* _Task requirements_:
[1] In the passage on experts and authorities, reproduce the text from "An important distinction" up to and including "can be audited.".
[2] Condense the paragraph of the passage on experts and authorities that begins "Authority: Power to Enforce a Decision" into two or three sentences, keeping its main facts.

--- BEGIN Source excerpt ---

An important distinction that is rarely respected is the one between the expert and the authority.
Authority: Power to Enforce a Decision. A police officer is an authority. If they stop you, they can put you under arrest. Even if they do so on the basis of a mistake—if it turns out that you are not guilty of what they are accusing you of—they still possessed the authority to arrest you.
Expertise: Knowledge to Explain and Decide a Controversy. This is why at trial, in places that maintain respect for evidence, the expert is not the same as the prosecuting authority. The expert is a special witness called in to elucidate the controversy.
Judges in their courts and professors in their classes are both experts and authorities in their domains. However, there are limits, and their decisions can be audited.
In scholarship, an expert is not just someone who can shed light on a controversy, but also someone who pushes the literature and state of learning
beyond the status quo. In every case I list below, I have produced results that both elucidate controversy and push the literature beyond its previous interpretive states.
In popular imagination, and the way many people who like to cite the scientific literature would put it, expertise is really about acclaim, recognition, and peer review. It’s understandable that people would look at scholarly acclaim and recognition as a sign of expertise. But it’s only a sign, and also an unreliable sign.

--- END Source excerpt ---
--- BEGIN Given information ---

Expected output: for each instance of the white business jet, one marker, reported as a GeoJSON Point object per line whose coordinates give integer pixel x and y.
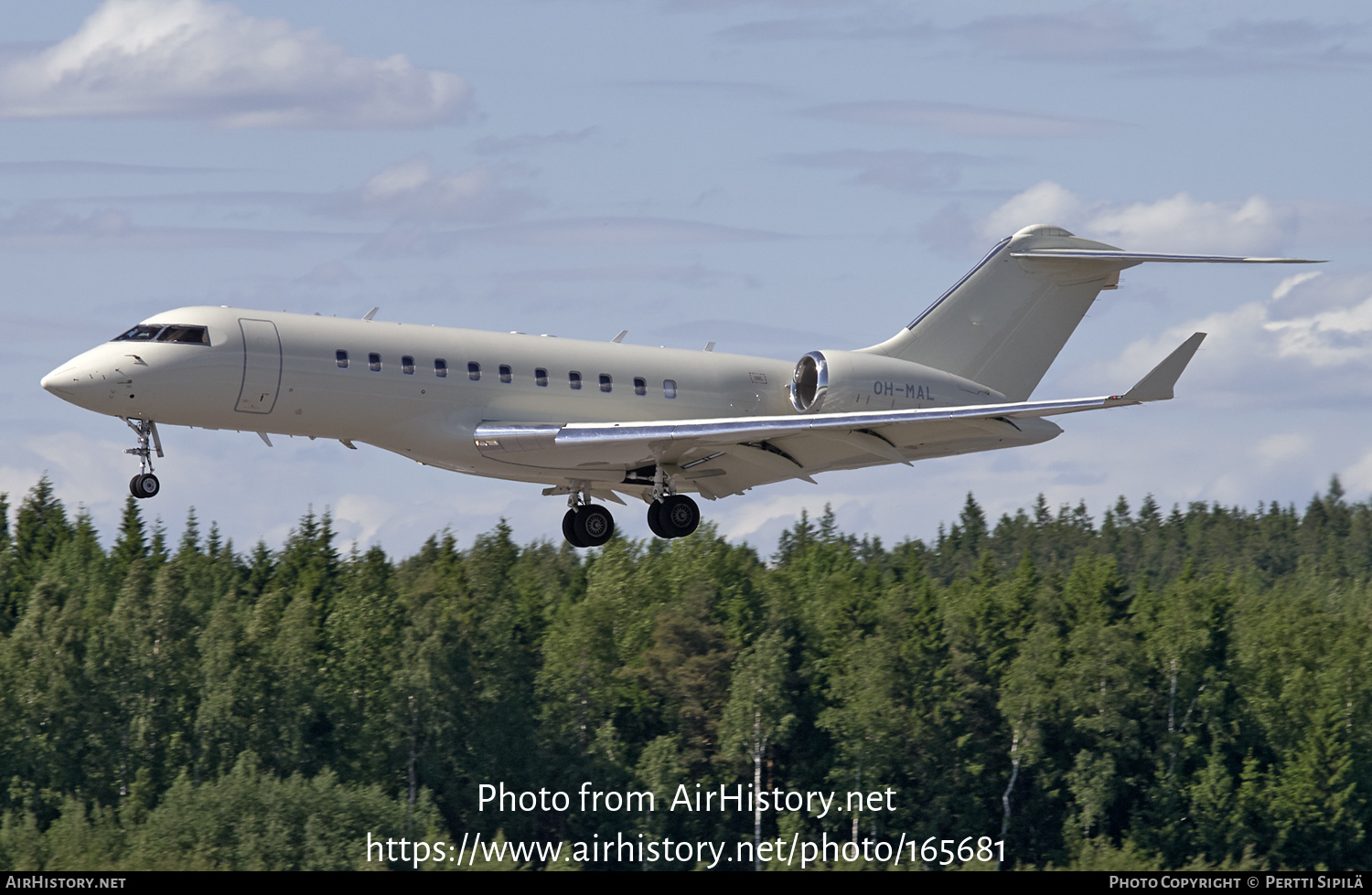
{"type": "Point", "coordinates": [601, 420]}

--- END Given information ---

* _Answers provided_:
[1]
An important distinction that is rarely respected is the one between the expert and the authority.
Authority: Power to Enforce a Decision. A police officer is an authority. If they stop you, they can put you under arrest. Even if they do so on the basis of a mistake—if it turns out that you are not guilty of what they are accusing you of—they still possessed the authority to arrest you.
Expertise: Knowledge to Explain and Decide a Controversy. This is why at trial, in places that maintain respect for evidence, the expert is not the same as the prosecuting authority. The expert is a special witness called in to elucidate the controversy.
Judges in their courts and professors in their classes are both experts and authorities in their domains. However, there are limits, and their decisions can be audited.

[2] Authority is the power to enforce a decision, and a police officer is one example. An officer who stops you can arrest you. The officer holds that authority even if the arrest rests on a mistake and you turn out not to be guilty of the accusation.